— start of EXTRACTED DATA —
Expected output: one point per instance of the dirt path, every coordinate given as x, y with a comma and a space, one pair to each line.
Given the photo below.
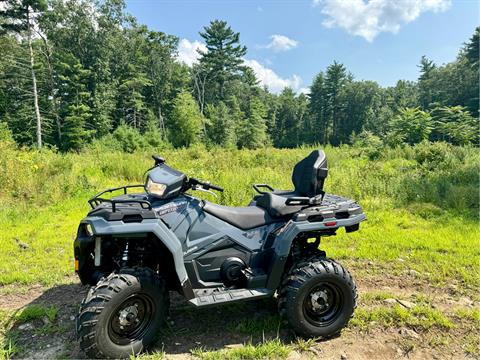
225, 327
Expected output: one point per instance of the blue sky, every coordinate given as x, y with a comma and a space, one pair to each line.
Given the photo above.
290, 41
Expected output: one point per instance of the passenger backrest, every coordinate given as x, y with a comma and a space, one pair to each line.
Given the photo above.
309, 174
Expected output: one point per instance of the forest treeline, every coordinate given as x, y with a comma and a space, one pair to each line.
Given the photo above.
73, 72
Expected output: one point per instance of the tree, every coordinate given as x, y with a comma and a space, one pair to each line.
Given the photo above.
455, 125
188, 119
411, 125
471, 49
223, 60
427, 70
290, 119
18, 16
336, 78
220, 126
74, 102
317, 108
252, 131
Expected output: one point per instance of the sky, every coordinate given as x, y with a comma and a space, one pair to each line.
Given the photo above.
290, 41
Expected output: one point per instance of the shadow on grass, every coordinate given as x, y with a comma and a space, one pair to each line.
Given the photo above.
45, 327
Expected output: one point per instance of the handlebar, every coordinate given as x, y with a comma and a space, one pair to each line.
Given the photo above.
205, 185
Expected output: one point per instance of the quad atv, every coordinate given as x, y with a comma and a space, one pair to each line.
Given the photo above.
137, 247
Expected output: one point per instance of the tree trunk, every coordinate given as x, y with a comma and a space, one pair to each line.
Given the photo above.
34, 82
48, 57
161, 123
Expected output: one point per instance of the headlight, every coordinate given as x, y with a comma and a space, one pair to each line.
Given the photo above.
155, 189
89, 230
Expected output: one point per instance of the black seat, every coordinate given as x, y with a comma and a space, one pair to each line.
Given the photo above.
308, 178
242, 217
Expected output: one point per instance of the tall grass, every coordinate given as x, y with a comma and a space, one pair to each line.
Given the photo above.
439, 174
427, 194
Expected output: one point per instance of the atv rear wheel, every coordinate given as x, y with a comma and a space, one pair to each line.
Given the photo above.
122, 314
318, 297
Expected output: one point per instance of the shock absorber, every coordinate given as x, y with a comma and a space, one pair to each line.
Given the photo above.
126, 253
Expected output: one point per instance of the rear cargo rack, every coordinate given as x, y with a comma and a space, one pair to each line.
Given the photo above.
97, 199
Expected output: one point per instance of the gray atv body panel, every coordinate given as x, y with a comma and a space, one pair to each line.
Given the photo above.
199, 242
213, 254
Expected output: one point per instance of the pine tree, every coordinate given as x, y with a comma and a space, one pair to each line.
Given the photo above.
18, 16
188, 121
252, 132
223, 60
220, 128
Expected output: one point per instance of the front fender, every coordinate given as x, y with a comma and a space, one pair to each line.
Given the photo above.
102, 227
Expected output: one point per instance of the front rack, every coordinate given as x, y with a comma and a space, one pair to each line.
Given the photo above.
97, 199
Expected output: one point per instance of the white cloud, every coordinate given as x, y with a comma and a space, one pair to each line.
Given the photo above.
188, 54
271, 79
368, 19
187, 51
281, 43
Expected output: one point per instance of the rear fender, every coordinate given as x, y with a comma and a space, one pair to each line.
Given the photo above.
289, 232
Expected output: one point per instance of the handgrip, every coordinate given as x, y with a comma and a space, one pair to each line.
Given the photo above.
258, 186
208, 186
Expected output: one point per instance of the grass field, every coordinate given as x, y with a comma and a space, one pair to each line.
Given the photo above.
420, 245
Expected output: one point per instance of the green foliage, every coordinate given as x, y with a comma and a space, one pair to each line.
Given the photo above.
455, 125
220, 126
397, 190
97, 69
252, 130
36, 312
410, 126
222, 62
419, 317
269, 349
371, 144
189, 121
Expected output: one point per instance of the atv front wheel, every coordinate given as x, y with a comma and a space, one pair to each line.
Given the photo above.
318, 297
122, 314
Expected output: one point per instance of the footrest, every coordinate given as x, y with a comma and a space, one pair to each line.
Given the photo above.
226, 296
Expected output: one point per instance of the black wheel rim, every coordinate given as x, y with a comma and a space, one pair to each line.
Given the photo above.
323, 304
130, 321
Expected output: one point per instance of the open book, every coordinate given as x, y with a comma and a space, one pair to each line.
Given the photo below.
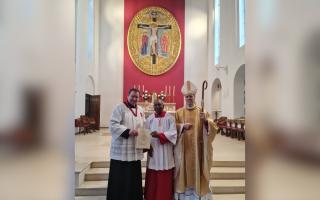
143, 140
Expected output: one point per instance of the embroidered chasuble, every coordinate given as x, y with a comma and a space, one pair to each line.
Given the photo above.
193, 152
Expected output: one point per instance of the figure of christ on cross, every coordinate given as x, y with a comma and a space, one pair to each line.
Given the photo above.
153, 39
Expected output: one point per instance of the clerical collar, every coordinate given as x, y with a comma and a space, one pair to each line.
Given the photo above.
162, 114
190, 107
129, 105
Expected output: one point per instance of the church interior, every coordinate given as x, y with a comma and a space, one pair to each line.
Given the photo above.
66, 65
212, 36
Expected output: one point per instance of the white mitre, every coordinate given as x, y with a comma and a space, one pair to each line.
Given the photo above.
188, 89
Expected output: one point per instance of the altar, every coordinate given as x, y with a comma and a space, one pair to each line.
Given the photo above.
148, 108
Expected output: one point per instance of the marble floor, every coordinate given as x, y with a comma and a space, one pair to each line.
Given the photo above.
95, 147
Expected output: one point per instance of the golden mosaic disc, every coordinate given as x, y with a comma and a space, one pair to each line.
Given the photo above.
154, 40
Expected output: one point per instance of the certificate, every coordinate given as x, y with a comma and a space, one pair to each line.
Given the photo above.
143, 140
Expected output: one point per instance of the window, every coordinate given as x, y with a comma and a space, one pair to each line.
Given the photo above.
90, 30
241, 21
216, 32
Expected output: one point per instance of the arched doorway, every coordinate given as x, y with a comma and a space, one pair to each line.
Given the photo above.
216, 98
239, 93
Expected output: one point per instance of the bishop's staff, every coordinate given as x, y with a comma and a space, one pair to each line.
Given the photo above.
204, 87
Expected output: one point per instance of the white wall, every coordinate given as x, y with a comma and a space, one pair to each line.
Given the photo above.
196, 44
111, 56
239, 90
230, 54
86, 71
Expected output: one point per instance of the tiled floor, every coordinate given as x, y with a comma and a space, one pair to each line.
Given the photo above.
95, 147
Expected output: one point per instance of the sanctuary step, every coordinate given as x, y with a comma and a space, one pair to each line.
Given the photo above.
227, 180
215, 197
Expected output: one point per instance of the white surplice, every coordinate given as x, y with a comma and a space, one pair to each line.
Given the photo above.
122, 118
162, 158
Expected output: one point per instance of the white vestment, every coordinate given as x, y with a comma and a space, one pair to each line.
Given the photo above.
162, 158
122, 118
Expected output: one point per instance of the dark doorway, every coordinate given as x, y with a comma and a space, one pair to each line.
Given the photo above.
93, 108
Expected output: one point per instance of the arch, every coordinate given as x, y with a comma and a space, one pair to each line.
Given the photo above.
216, 98
90, 86
239, 92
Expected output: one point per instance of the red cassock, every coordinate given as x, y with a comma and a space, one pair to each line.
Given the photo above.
159, 185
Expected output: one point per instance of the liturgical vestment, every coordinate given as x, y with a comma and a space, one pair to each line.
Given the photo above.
193, 155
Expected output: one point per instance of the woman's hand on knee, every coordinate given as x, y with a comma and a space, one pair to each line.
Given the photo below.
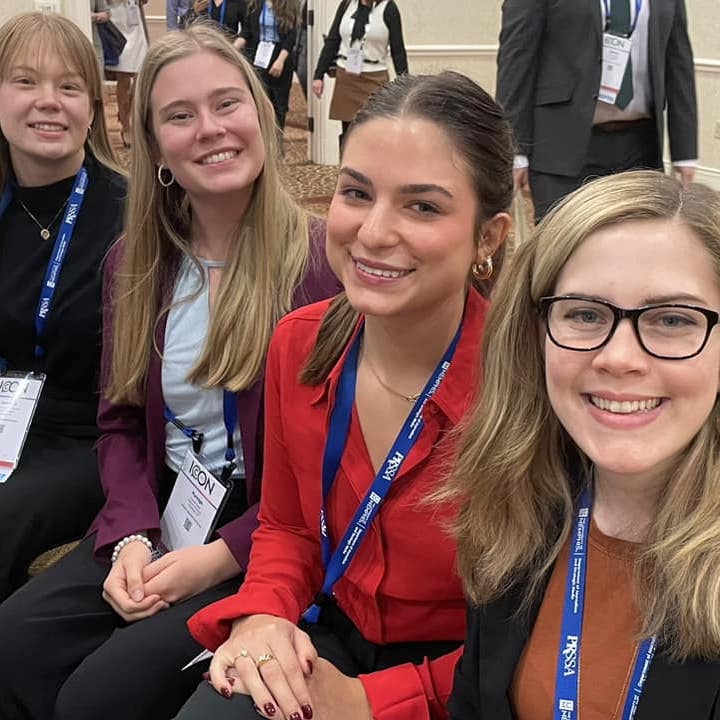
— end of EXTRACTED DATA —
BRIEF:
Report every line of the records that contains the string "white", copying each one in full.

TASK ANSWER:
Expected output: one point per instance of the white cloud, every coordinate given as x, y with a comma and a space, one pair to each line.
Expected output: one point per instance of the white mitre, every coordinate given as x, y with a comma and a space, one pair to each line.
Expected output: one point per instance of the white wall, every coordinate given as x, y with a comma and a space, one pair to each line.
Expected output: one point per instance of the white surplice, every coordinate given as x, y with a comma and a space, one pair to each line.
Expected output: one point per instance of the white vestment, every coordinate given as x, y with a comma and a space, one pair to each line.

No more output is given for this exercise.